Goal of the exercise: Copy every line of the listing below word for word, leaving out the pictures.

Records to use:
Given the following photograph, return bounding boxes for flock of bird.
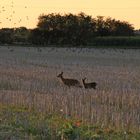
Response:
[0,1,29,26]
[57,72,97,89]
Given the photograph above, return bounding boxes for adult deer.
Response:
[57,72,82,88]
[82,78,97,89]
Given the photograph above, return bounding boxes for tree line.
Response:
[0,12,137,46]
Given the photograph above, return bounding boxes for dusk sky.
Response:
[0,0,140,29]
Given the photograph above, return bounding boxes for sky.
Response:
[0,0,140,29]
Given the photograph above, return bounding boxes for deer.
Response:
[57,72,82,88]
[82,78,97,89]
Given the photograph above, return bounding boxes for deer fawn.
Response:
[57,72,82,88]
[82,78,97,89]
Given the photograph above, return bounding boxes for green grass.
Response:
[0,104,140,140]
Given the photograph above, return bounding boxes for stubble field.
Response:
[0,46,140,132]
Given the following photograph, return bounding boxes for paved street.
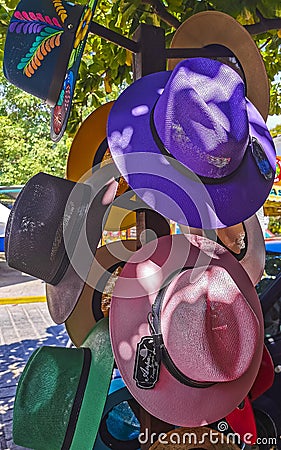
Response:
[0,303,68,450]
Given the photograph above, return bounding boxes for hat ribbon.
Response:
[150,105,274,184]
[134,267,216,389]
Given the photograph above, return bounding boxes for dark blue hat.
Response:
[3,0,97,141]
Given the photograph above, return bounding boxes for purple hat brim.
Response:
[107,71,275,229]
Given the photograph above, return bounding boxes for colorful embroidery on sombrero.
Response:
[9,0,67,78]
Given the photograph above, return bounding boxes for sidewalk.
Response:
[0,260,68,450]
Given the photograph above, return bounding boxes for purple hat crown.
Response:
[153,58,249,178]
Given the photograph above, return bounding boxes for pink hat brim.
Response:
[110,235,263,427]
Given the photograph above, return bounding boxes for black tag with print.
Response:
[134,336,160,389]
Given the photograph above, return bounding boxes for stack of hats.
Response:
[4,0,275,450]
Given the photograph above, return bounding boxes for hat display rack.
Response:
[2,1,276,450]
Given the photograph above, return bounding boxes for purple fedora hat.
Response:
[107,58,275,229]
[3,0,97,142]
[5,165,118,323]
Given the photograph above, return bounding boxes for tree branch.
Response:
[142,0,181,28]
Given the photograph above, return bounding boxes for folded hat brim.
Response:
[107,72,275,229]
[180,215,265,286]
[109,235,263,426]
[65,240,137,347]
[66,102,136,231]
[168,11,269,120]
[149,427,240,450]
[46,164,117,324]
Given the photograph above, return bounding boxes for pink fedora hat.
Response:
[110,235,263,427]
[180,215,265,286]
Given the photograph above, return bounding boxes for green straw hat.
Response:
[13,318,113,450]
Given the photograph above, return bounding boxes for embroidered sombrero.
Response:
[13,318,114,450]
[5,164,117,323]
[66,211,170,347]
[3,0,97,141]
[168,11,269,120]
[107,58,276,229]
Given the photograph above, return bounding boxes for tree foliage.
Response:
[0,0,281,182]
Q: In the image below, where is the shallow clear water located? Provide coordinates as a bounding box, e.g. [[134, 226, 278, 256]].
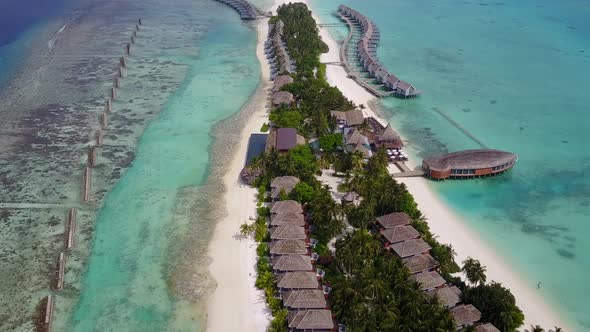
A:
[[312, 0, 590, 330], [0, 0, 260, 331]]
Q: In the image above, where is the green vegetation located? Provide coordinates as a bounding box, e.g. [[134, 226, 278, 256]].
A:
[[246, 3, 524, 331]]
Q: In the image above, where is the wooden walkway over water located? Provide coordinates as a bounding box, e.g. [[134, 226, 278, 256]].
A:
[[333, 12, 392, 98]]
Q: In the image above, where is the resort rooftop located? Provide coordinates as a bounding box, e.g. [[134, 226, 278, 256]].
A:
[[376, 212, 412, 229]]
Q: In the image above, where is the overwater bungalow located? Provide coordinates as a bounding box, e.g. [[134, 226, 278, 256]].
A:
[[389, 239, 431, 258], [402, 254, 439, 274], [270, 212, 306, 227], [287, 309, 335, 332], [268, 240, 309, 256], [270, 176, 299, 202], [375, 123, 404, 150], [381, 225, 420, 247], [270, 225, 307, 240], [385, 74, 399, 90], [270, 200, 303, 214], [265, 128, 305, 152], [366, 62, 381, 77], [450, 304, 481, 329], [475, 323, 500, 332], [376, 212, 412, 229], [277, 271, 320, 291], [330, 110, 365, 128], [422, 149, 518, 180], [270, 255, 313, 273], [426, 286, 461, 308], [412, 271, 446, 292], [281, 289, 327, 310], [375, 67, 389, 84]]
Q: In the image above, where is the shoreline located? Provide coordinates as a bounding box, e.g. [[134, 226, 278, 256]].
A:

Answer for the task:
Given the following photograph, return bounding boxes for flock of bird.
Response:
[0,1,29,26]
[57,72,97,89]
Given the photograph above, return bounding boxes for adult deer.
Response:
[57,72,82,88]
[82,78,97,89]
Given the photograph above, return bounding boxes for tree line.
Response:
[0,12,137,46]
Given the photograph above, return bounding boxes for dusk sky.
Response:
[0,0,140,29]
Given the photograph above, return bounding boxes for sky.
Response:
[0,0,140,29]
Given the photograph above, return bounding boxes for deer.
Response:
[57,72,82,88]
[82,78,97,89]
Given the photograph above, return bounding boxes for deer fawn.
Response:
[57,72,82,88]
[82,78,97,89]
Given the photograph above, return bounding boxes for green grass.
Response:
[0,104,140,140]
Given the photograph above, return bounding boxes for stubble field.
Response:
[0,46,140,132]
Given the following photograph, return bounding boxes for paved street.
Response:
[0,303,68,450]
Given the photograph above, return bounding boxes for hat ribbon.
Response:
[150,105,274,184]
[134,267,216,389]
Given the photograph above, return bounding boxes for dark blue hat.
Response:
[3,0,97,141]
Given the photograph above, return bounding boxes for purple hat brim.
Response:
[107,71,275,229]
Given the photograph above, return bounding boxes for colorful embroidery on sombrero.
Response:
[9,0,67,78]
Given the photograph above, return bounding boxes for sidewalk.
Response:
[0,260,68,450]
Given the photograph above, return bounding boxes for purple hat crown.
Response:
[153,58,249,178]
Given the photograph above, return bounding boxes for pink hat brim.
Response:
[110,235,263,427]
Given the photograph above, return bounding boxes for black tag with print.
Response:
[134,336,160,389]
Given the photograph above, return bounding boxes for stack of hats.
Response:
[4,0,275,450]
Given the photograph above, return bounding boxes for hat display rack.
Response:
[2,1,276,450]
Given the photograph above, return bounding boxes for purple fedora hat.
Response:
[107,58,275,229]
[3,0,97,142]
[5,165,118,323]
Given the photograph above, return bounding boxes for tree branch.
Response:
[142,0,181,28]
Given the photograph above, return bounding boxes for folded hat brim.
Response:
[107,72,275,229]
[180,215,265,286]
[109,235,263,426]
[65,240,137,347]
[66,102,136,231]
[168,11,269,120]
[149,427,240,450]
[46,164,117,324]
Given the photograph above, return bounding boxes for pink fedora hat.
Response:
[110,235,263,427]
[180,215,265,286]
Given the photograph above, return bounding boxes for green straw hat.
Response:
[13,318,113,450]
Given the photograph above, return bounding boxes for embroidered sombrero.
Response:
[13,318,114,450]
[5,164,117,323]
[66,211,170,347]
[3,0,97,141]
[168,11,269,120]
[107,58,276,229]
Given the photograph above, return bounding boxes for tree foliage.
Response:
[0,0,281,182]
Q: In the image below, where is the shallow clear water located? Provide coordinates as a bounding box, e.g. [[134, 226, 278, 256]].
A:
[[312, 0, 590, 330], [0, 0, 260, 331]]
Q: In the image above, where is the green vegetation located? Provide coordinates as a bounding box, e.g. [[134, 226, 278, 256]].
A:
[[246, 3, 524, 331]]
Q: In the image above, where is the wooden walkway over water located? Provide coordinates as a bounding box, e.g. [[134, 226, 278, 256]].
A:
[[333, 12, 392, 98]]
Q: In the image above, where is the resort rooftop located? Provide coordinates as a bounding box, e.g. [[134, 226, 278, 256]].
A:
[[376, 212, 412, 229]]
Q: In the image above, where is the overwater bungalow located? Provide coordinates as a bounding box, e.g. [[134, 226, 278, 256]].
A:
[[389, 239, 431, 258], [402, 254, 439, 274], [270, 212, 306, 227], [287, 309, 335, 332], [268, 240, 309, 256], [270, 176, 299, 202], [375, 123, 404, 150], [381, 225, 420, 247], [270, 225, 307, 240], [385, 74, 399, 90], [270, 200, 303, 214], [265, 128, 305, 152], [366, 62, 381, 77], [450, 304, 481, 329], [475, 323, 500, 332], [376, 212, 412, 229], [277, 271, 320, 291], [330, 110, 365, 128], [422, 149, 518, 180], [270, 255, 313, 273], [426, 286, 461, 308], [412, 271, 446, 292], [281, 289, 327, 310], [375, 67, 389, 84]]
Q: In the image above, where is the shoreline located? Provide coordinates as a bounding box, e.g. [[134, 226, 278, 256]].
A:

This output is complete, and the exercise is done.